▶ [WHAT YOU ARE ASKED TO DO]:
Reproduce every line of the records below, requests included, shifting each x and y coordinate value in the answers by -4.

▶ [MATERIAL]:
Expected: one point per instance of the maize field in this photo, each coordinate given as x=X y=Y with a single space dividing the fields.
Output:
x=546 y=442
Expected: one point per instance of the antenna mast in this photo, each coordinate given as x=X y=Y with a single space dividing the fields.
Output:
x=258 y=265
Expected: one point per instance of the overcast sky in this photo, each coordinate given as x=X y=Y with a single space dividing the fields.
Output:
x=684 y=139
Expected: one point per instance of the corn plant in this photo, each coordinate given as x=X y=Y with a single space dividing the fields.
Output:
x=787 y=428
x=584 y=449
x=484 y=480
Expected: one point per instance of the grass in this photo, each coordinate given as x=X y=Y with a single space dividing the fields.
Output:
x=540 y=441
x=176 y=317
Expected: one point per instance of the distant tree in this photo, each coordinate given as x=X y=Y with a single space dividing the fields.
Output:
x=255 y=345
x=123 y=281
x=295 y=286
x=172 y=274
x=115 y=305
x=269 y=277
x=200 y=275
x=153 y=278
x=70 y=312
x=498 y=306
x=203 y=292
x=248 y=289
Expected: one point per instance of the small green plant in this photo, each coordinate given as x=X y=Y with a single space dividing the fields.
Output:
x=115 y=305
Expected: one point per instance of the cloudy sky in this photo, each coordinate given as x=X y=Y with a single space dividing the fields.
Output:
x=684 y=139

▶ [RESULT]:
Expected: one point per instance of the maize field in this photo, each coordinate given as x=X y=Y with a single space dividing the fields.
Output:
x=542 y=438
Expected: one point per instance of the antenna mast in this photo, each coordinate given as x=X y=Y with a single space dividing the fields.
Output:
x=254 y=261
Expected: one point per instance of the overcast sky in this photo, each coordinate given as x=X y=Y with a single space dividing the fields.
Output:
x=680 y=135
Expected: one point per instance of the corn plant in this photo, each coordinate given as x=X y=Y with a single space dividing the fields.
Output:
x=783 y=424
x=580 y=445
x=480 y=476
Expected: one point per instance of the grass in this photo, each coordinate given as x=X y=Y with a single space dividing the fields.
Output:
x=536 y=437
x=172 y=313
Expected: one point per instance of the distant tree in this photo, each coordinate given as x=X y=Y with a single space dividing the fields.
Output:
x=251 y=341
x=119 y=277
x=291 y=282
x=168 y=270
x=111 y=301
x=265 y=273
x=196 y=271
x=149 y=274
x=66 y=308
x=494 y=302
x=199 y=288
x=244 y=285
Expected: one point per instance of the small green plant in this photo, each coordinate given as x=X y=Y with a single space dividing the fields.
Output:
x=111 y=301
Expected: one point per instance of the cloudy sky in this photo, each coordinate given as x=X y=Y with a single space dividing the fields.
Output:
x=680 y=135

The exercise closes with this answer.